> Passage to read:
The XGBoost evaluation system (xgboost_eval_harness.py) allows you to create custom training algorithms for Snake AI using gradient boosting. This system gives you full control over the training process while providing standardized evaluation.

Prerequisites

  • Python 3.8+
  • XGBoost library (uv sync installs all dependencies)
  • Understanding of reinforcement learning concepts

Required File Structure

Create a new Python file in the xgboost_solutions/ directory (e.g., my_model.py).

Required Functions

Your solution must implement exactly three functions:

1. get_config() β†’ Dictionary

Returns hyperparameters and configuration for your training algorithm:

def get_config():
    return {
        "ITERATIONS": 100,                    # Number of training iterations
        "EPISODES_PER_ITERATION": 500,        # Episodes per iteration
        "ELITE_PERCENTILE": 10,               # Top % of episodes to keep
        "GAMMA": 0.95,                        # Discount factor for rewards

        # XGBoost hyperparameters
        "XGB_PARAMS": {
            'objective': 'multi:softprob',
            'num_class': 3,
            'learning_rate': 0.1,
            'n_estimators': 100,
            'max_depth': 6,
            'random_state': 42
        },

        # Custom reward shaping
        "REWARD_FOOD": 1.0,
        "REWARD_DEATH": -1.0,
        "REWARD_SURVIVAL": 0.01
    }

2. calculate_reward(env, ate_food, is_alive) β†’ Float

Note: This is currently a placeholder. The harness uses your reward function through the training algorithm.

3. create_training_algorithm(config, play_game_func, calculate_reward_func, num_workers, log_func) β†’ Class Instance

Returns an instance of your training algorithm class:

def create_training_algorithm(config, play_game_func, calculate_reward_func, num_workers, log_func):
    return MyCustomTrainer(config, log_func)

Training Algorithm Class Requirements

Your trainer class must implement:

__init__(self, config, log_func)

Initialize your algorithm with configuration and logging function.

train_iteration(self, iteration_num) β†’ Dictionary

This is called once per training iteration. Must return:

{
    'best_score': float,     # Best score achieved this iteration
    'mean_score': float,     # Average score across all episodes
    'model': xgb_model       # Optional: trained XGBoost model for checkpointing
}

Harness-Provided Tools

The harness gives you several helpful functions:

play_game_func(policy_model, calculate_reward_func)

> Source material:
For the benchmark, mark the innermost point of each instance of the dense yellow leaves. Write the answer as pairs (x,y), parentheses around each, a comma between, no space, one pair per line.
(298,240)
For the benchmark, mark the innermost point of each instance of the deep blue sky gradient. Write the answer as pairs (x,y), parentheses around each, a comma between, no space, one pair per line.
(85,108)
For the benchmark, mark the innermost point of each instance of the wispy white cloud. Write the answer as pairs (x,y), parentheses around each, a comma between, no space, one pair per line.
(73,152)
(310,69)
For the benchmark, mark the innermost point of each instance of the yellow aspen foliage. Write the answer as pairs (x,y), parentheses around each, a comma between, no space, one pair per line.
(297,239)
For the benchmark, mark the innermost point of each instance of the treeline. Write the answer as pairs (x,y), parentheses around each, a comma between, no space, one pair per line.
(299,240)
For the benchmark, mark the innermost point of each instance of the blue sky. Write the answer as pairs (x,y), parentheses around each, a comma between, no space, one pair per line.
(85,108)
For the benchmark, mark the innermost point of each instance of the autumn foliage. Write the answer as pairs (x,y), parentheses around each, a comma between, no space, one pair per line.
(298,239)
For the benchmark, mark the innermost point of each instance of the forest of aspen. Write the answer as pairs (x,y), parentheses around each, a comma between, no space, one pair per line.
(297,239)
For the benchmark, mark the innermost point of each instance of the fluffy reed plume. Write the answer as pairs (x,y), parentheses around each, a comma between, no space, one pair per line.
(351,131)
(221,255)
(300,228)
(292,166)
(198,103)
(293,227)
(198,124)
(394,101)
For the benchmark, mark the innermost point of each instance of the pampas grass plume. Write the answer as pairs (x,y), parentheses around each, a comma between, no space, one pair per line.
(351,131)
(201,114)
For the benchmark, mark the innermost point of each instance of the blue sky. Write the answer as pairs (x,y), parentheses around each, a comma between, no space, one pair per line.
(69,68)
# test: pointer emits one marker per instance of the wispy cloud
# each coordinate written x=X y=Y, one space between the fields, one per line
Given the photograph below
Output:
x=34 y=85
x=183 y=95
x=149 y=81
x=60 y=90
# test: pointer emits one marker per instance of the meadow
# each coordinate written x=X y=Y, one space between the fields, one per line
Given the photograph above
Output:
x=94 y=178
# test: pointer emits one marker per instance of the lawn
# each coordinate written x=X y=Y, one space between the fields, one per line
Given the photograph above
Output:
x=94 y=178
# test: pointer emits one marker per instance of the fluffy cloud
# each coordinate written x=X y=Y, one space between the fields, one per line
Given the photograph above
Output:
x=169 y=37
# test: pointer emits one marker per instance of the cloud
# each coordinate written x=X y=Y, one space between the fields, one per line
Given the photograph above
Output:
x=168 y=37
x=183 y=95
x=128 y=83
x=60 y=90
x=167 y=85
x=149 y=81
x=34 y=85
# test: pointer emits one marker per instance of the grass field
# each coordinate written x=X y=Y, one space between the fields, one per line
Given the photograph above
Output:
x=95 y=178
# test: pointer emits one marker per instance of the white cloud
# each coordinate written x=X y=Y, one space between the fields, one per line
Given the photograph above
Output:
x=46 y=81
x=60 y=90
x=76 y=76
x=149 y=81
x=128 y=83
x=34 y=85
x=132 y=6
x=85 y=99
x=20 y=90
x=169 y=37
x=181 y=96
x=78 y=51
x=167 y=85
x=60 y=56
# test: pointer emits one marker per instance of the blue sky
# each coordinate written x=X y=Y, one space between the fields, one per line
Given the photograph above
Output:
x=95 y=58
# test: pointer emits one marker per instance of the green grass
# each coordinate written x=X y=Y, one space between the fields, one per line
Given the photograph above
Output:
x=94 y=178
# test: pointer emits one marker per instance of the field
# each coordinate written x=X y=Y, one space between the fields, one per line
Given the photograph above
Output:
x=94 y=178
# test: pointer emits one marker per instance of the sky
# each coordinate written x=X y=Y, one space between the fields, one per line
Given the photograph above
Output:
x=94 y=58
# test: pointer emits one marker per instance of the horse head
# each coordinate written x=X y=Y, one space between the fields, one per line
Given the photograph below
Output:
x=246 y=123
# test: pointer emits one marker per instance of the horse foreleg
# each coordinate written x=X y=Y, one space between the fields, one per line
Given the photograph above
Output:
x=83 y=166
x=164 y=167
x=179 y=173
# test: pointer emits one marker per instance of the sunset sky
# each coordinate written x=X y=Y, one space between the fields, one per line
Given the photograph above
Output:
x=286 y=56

> Questions to answer:
1. Extract from the XGBoost harness guide the passage starting at "This is called" and ending at "play_game_func(policy_model, calculate_reward_func)", copying it without any changes.
2. Extend the guide to the XGBoost evaluation harness by continuing it after its last line.

> Answers to each task:
1.
This is called once per training iteration. Must return:

{
    'best_score': float,     # Best score achieved this iteration
    'mean_score': float,     # Average score across all episodes
    'model': xgb_model       # Optional: trained XGBoost model for checkpointing
}

Harness-Provided Tools

The harness gives you several helpful functions:

play_game_func(policy_model, calculate_reward_func)

2.
Plays one complete game and returns trajectory data:

trajectory = play_game_func(model, reward_func)
# Returns list of steps with: obs, action, score, reward, ate_food, is_alive, next_obs

log_func(message)

Standardized logging that works with both console and file output:

log_func(f"Iteration {iteration_num}: Best score = {best_score}")

Example: Study the v3.py Implementation

The v3.py file provides an excellent example of a complete XGBoost solution:

def get_config():
    """
    Final configuration for the Advanced XGBoost Snake AI.
    Uses a lower elite percentile, which is crucial for the bootstrap phase.
    """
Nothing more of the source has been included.